__Text provided__:
The Circular Swing

Marie Schaefer (no caption)We think time moves along gradually, its changes so subtle they’re barely noticeable, until at some point one realizes the world one inhabits is no longer the world of one’s childhood, but only distantly related to that earlier world. Sometimes, for some people, this realization is itself gradual and subtle, but at other times, for other people, it comes with a start. Some people come to consciousness on the cusp of a new age and grow and take shape even as it does. Other people, are born at what it is clear only later was the waning of an earlier age. They thus straddle two worlds, these people, the world into which they were born and the one into which they grow up. They mature almost as artifacts of an earlier period. They learn the fashions and the vernacular of those who are only a few years younger than themselves, or perhaps even the same age but from a more progressive place. They’re always strangers in their own time, though, walking almost like ghosts through lives they feel on some level do not belong to them.

It’s probably partly temperament. Some people are simply uncomfortable with change. They’re the Parmenideans. Parmenides was the Presocratic philosopher who said that everything that changed was unreal, that only the eternal and unchanging was real. Then on the other side was Heraclitus, also a Presocratic. He’s the guy who said that you can’t step into the same river twice, that everything is constantly in a state of flux. All of humanity divides up that way, I think, into the Parmenideans and the Heracliteans. The latter can embrace a new age when the former can’t. The former live in a perpetual state of nostalgia.

I’m like that. I’m a Parmenidean. That’s why, I think, I’m so fascinated by the German television series Heimat. I don’t know how many times I’ve seen it. I watch it over and over again. I’m like Maria, the matriarch of the family that is the focus of the series. She was born around the turn of the last century. She was still young at the end of World War I, but she belonged to the world before the war. She kept everything together. She accepted change, as we all must, be she didn’t embrace it. Poul, her husband who left her and her two young children to go to America, was different. He was born around the same time, but was of a different temperament. He was one of the Heracliteans.

__Listed records__:
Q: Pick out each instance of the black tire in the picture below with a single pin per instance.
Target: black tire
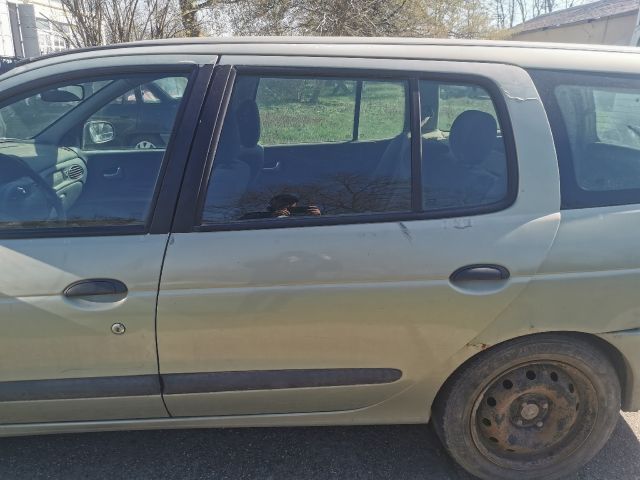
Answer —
(491, 414)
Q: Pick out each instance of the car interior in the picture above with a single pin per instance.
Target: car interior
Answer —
(55, 179)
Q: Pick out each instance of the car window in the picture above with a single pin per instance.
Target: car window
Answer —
(141, 118)
(464, 163)
(596, 124)
(59, 178)
(464, 167)
(250, 181)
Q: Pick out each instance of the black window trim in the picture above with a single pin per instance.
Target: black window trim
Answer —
(161, 207)
(189, 217)
(572, 196)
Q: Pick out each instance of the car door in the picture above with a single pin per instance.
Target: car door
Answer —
(353, 291)
(80, 266)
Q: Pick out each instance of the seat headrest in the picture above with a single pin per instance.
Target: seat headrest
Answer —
(472, 136)
(248, 119)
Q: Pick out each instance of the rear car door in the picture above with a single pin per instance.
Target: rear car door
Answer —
(81, 255)
(351, 285)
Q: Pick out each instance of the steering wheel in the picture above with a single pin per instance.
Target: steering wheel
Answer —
(14, 168)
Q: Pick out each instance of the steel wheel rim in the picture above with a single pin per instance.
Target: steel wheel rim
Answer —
(534, 415)
(143, 144)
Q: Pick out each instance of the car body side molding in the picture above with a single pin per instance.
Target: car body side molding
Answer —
(181, 383)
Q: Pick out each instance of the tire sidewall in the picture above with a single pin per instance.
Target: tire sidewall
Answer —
(455, 429)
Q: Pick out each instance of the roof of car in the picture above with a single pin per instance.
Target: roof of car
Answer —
(524, 54)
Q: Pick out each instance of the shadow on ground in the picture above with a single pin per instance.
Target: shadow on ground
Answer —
(386, 452)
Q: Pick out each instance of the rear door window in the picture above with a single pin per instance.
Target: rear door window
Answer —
(317, 148)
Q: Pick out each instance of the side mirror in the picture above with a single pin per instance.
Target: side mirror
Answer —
(69, 93)
(100, 132)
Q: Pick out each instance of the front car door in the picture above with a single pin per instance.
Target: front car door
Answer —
(352, 283)
(82, 243)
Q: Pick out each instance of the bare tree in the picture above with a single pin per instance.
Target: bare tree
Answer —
(508, 13)
(97, 22)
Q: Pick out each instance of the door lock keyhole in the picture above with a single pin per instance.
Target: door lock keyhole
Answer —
(118, 328)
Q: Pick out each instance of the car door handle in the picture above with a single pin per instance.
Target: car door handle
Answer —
(276, 167)
(113, 173)
(480, 272)
(95, 286)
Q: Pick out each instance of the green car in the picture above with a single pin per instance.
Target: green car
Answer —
(327, 232)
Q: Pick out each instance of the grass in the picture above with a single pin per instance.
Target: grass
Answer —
(297, 111)
(287, 119)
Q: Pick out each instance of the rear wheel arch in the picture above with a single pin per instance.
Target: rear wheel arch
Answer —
(495, 420)
(618, 360)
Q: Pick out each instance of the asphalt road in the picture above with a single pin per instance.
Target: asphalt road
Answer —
(389, 452)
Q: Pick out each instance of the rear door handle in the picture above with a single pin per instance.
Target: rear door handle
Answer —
(480, 272)
(95, 286)
(112, 174)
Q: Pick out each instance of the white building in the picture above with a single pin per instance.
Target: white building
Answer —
(29, 28)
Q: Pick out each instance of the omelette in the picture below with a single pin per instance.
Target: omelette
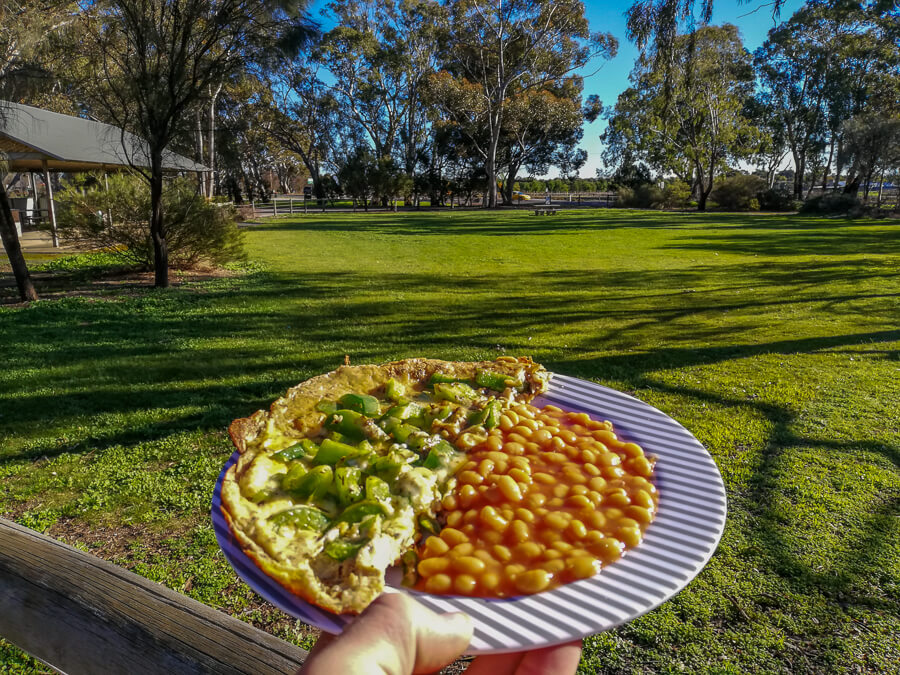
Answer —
(344, 474)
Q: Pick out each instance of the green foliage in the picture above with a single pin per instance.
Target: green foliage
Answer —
(120, 423)
(739, 192)
(671, 124)
(197, 232)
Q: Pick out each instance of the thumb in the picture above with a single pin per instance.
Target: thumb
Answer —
(395, 636)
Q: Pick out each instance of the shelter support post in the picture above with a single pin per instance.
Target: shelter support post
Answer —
(50, 203)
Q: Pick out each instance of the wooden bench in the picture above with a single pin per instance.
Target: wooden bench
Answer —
(80, 614)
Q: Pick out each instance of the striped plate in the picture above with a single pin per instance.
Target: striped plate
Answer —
(677, 544)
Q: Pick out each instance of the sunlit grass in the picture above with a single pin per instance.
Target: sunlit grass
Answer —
(774, 339)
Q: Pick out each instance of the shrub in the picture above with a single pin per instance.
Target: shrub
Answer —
(197, 232)
(645, 196)
(739, 192)
(776, 199)
(832, 204)
(676, 194)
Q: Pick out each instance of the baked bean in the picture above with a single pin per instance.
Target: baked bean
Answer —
(439, 583)
(465, 584)
(533, 581)
(545, 498)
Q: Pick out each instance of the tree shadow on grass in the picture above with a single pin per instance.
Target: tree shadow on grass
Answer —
(864, 545)
(574, 221)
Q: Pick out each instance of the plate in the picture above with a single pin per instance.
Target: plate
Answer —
(676, 546)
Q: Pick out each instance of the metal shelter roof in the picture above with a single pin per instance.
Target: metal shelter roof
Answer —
(29, 136)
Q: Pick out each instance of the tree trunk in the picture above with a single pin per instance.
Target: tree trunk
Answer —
(157, 226)
(490, 166)
(828, 165)
(210, 188)
(14, 249)
(853, 182)
(200, 154)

__Required actions__:
**A.** Return everything in the essay on changing times from "I’m like that." down to "of the Heracliteans.".
**B.** Return every line of the entries that contains the word "bare", treating uppercase and lowercase as different.

__Expected answers__:
**A.**
I’m like that. I’m a Parmenidean. That’s why, I think, I’m so fascinated by the German television series Heimat. I don’t know how many times I’ve seen it. I watch it over and over again. I’m like Maria, the matriarch of the family that is the focus of the series. She was born around the turn of the last century. She was still young at the end of World War I, but she belonged to the world before the war. She kept everything together. She accepted change, as we all must, be she didn’t embrace it. Poul, her husband who left her and her two young children to go to America, was different. He was born around the same time, but was of a different temperament. He was one of the Heracliteans.

**B.**
Q: Pick out each instance of the bare tree in the picture above with a single pin per instance.
Target: bare tree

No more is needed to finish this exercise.